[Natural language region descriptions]
↓

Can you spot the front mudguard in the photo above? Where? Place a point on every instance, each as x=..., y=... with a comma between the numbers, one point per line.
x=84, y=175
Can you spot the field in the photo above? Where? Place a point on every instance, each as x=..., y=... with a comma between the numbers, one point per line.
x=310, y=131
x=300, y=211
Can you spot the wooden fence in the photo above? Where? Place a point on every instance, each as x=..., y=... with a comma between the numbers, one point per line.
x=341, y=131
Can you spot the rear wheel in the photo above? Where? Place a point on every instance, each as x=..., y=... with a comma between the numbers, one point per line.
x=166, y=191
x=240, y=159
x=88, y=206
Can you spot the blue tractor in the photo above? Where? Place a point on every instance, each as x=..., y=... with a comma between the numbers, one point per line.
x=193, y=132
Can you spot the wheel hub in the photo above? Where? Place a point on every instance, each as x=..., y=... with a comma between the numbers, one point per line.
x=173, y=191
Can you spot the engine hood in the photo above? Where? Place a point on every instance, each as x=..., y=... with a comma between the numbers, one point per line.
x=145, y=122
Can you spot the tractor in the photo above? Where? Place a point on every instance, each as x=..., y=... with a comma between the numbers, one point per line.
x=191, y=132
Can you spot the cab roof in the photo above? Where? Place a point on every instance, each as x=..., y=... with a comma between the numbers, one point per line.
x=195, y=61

↑

How to complete this task:
Only output the lines from the one with "Can you spot the tractor" through the end of the entries above, exactly as they are.

Result below:
Can you spot the tractor in the photo above? Where? Place a point on every instance, each as x=..., y=... with a comma between the numbers, one point per line.
x=191, y=132
Can you spot the cab roof in the photo above? Where? Place a point on every instance, each as x=..., y=... with a comma between the numbers, one point per line.
x=195, y=61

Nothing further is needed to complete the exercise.